(Position annotation records)
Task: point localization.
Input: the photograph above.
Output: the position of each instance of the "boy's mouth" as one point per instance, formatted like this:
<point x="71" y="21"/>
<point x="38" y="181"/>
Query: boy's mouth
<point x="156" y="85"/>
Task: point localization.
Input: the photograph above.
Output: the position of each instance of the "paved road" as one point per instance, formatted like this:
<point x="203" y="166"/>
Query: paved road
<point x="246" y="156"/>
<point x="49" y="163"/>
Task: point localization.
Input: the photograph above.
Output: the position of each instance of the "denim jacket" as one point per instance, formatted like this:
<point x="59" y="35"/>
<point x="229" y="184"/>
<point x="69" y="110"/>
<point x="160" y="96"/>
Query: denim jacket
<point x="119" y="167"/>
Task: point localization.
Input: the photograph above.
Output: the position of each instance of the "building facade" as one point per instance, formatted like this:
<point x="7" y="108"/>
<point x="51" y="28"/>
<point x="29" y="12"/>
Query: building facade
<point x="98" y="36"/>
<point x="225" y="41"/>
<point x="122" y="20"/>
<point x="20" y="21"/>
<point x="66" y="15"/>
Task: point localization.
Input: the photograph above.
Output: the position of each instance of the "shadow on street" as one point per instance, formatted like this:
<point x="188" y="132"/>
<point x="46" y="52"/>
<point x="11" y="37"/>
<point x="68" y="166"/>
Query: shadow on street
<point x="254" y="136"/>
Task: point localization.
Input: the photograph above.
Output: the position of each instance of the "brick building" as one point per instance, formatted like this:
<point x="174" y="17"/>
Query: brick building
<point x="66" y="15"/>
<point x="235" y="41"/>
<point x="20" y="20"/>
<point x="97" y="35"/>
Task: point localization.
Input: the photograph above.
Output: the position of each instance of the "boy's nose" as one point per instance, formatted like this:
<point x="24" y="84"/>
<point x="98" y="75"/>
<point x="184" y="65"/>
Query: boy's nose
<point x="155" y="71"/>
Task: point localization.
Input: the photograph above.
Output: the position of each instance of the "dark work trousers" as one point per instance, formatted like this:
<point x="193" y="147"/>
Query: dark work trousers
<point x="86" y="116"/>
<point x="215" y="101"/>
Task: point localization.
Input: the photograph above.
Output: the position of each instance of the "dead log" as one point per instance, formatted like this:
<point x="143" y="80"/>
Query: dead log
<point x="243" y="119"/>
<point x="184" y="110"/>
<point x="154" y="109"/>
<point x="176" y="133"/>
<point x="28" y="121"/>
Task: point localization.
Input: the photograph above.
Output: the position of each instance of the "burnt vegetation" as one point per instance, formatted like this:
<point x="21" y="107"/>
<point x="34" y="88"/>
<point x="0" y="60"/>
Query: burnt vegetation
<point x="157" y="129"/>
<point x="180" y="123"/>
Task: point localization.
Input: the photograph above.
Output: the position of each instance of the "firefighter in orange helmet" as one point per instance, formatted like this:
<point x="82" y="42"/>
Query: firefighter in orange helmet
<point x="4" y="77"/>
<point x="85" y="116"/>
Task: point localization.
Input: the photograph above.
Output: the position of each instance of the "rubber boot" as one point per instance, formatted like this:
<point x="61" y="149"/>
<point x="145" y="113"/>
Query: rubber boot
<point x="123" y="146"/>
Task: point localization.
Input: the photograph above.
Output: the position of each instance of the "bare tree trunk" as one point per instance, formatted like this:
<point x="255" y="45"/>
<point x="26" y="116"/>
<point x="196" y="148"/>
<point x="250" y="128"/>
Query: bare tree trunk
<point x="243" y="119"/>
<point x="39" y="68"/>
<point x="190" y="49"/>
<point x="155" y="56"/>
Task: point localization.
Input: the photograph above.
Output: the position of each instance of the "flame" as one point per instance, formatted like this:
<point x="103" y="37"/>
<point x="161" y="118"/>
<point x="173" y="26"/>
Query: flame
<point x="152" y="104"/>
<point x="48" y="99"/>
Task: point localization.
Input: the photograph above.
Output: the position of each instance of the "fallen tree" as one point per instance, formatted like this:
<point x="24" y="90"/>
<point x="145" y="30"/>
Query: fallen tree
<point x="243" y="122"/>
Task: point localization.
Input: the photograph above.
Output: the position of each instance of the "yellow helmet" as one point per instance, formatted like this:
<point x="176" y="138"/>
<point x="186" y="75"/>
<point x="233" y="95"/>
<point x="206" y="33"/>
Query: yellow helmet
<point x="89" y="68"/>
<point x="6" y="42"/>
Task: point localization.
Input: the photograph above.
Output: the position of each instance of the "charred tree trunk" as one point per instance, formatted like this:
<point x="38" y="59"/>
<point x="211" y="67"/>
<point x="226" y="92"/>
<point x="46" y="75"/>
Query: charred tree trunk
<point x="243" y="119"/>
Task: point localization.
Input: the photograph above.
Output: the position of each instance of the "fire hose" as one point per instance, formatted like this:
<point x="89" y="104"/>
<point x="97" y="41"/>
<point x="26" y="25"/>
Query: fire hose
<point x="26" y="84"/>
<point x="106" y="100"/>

*WRITTEN TASK:*
Please pull out every line of the data above that contains the string "orange". Treat case as significant.

*SOLVED EXERCISE:*
Output: the position of each instance of the "firefighter in orange helmet" as one point per instance, formatted like this:
Query: firefighter in orange helmet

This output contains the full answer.